## Source excerpt
Monty and the Actor Model

Hi @Rich_Morin,

A minor note.

This is not the intention of the Thousand Brains Project. If I implied this somehow, then I apologize, that was not my intent.

AFAIK, neither you nor any other TBP member has ever made or supported this claim. However, I’ve made it in several posts and never had any pushback on it before. Since this seems to be a fairly fundamental design issue, I’d like to explore it further.

It seems pretty clear that Monty will not be implemented as a single, monolithic process:

  • The basic premise of the TBT is that there are lots of “brains” (i.e., CCs).
  • Any useful Monty instance will require a highly concurrent architecture.
  • The use of CMP, LMs, and SMs points to a message-passing approach.
  • …

All told, this sounds a lot like the actor model to me. In what way(s) is Monty NOT expected to evolve into an Actor-based system? (Please feel free to take this discussion to another thread, as appropriate.)

A post was merged into an existing topic: Platform Current Reality Tree

Hello, everyone. I’m a relatively recent addition to the TBP team and I’m excited to help stabilize and grow the platform. I’ve been writing about, promoting, and building things with the Actor Model for more than 15 years now. TLDR; I don’t believe that actors are a good match for TBP at its current state of development.

Monty models cortical columns in the brain and their surrounding infrastructure. The cortical columns continuously run a sensory-motor learning process similar to an OODA loop. The current Monty implementation is a discrete-time model with no fixed sampling rate. Each time-step is a deterministic data-flow process that integrates current observations with information from the previous step. Outputs from all of the columns are synchronized between columns to provide inputs to the next step. In other words, all the column steps are logically simultaneous, similar to cellular automata. Also, the topology of connections between columns is fixed. Messaging is not ad-hoc.

Within a column’s processing step, there are opportunities for data-parallel computation, perhaps organized into a systolic array. Operations on bulk data, such as transformations of point-clouds, could be accelerated by SIMD processing elements such as GPUs. Regardless of a column’s internal organization, communication among columns and interaction with the environment are synchronized at the boundaries between them. The result may be viewed as an Agent-based Model.

## Tasks for this exercise
[a] In the Monty and Actor Model thread, how long has the recent TBP team member been working with the Actor Model?
[b] Tell whether each statement agrees with the Monty and Actor Model thread, answering yes or no and quoting the words that decide it: (i) The current Monty implementation uses a fixed sampling rate. (ii) The topology of connections between columns is fixed. (iii) Operations on bulk data could be accelerated by GPUs.
[c] Please pick up the Monty and Actor Model thread after its final sentence and carry it on.

## Dataset
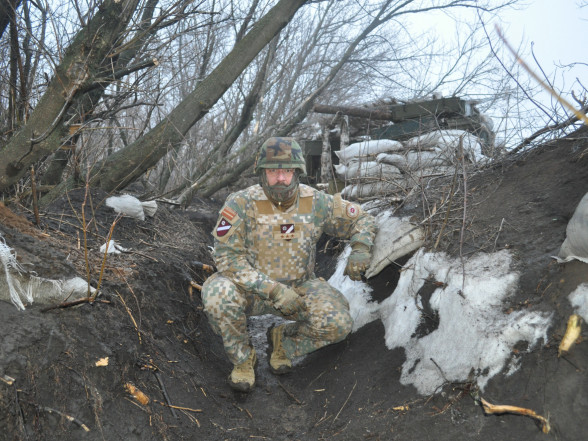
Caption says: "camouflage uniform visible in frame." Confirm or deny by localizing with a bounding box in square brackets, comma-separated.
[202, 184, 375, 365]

==

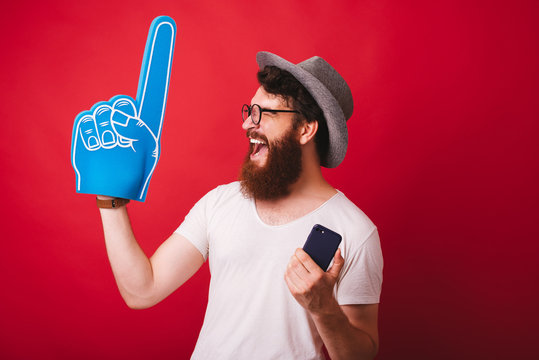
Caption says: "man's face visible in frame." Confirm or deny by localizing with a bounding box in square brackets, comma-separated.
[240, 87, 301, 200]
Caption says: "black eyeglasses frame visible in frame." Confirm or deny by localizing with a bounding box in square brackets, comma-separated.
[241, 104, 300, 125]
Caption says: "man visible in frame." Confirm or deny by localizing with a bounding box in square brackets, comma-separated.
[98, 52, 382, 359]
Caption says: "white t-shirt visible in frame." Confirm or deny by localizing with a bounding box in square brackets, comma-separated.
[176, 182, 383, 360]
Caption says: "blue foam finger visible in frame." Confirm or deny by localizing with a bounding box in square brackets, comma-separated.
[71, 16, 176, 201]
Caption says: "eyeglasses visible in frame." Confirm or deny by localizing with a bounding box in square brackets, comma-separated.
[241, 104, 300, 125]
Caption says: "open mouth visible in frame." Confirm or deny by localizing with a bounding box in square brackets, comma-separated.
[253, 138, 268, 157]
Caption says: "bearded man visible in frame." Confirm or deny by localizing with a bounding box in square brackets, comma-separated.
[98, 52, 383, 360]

## The results
[a] More than 15 years.

[b]
(i) No: "The current Monty implementation is a discrete-time model with no fixed sampling rate."
(ii) Yes: "Also, the topology of connections between columns is fixed."
(iii) Yes: "Operations on bulk data, such as transformations of point-clouds, could be accelerated by SIMD processing elements such as GPUs."

[c]
Agents and Actors, although superficially similar, have significant differences. Both are models of communicating entities with individual goals and their own private state. However, actors are driven by arrival of ad-hoc asynchronous events. The topology of their connections evolves dynamically, and they generally don’t interact with a shared environment.

The primitive effects an actor may generate in response to an event are:

  • Create new actors with initial state and behavior

  • Send new message-events to actors they know (including actor addresses)

  • Become a new state and behavior for processing subsequent events

Of these primitive operations, (after initialization) Monty would only use Send and Become, making it equivalent to a data-flow machine. Send would simply carry immutable data, and not make introductions (changing the topology) by passing addresses. Become would be used to mutate the actor’s private state, and possibly the actor’s behavior (to model a state-machine). The discrete-time processing steps and deterministic data-flow do not take advantage of the dynamic properties of actors.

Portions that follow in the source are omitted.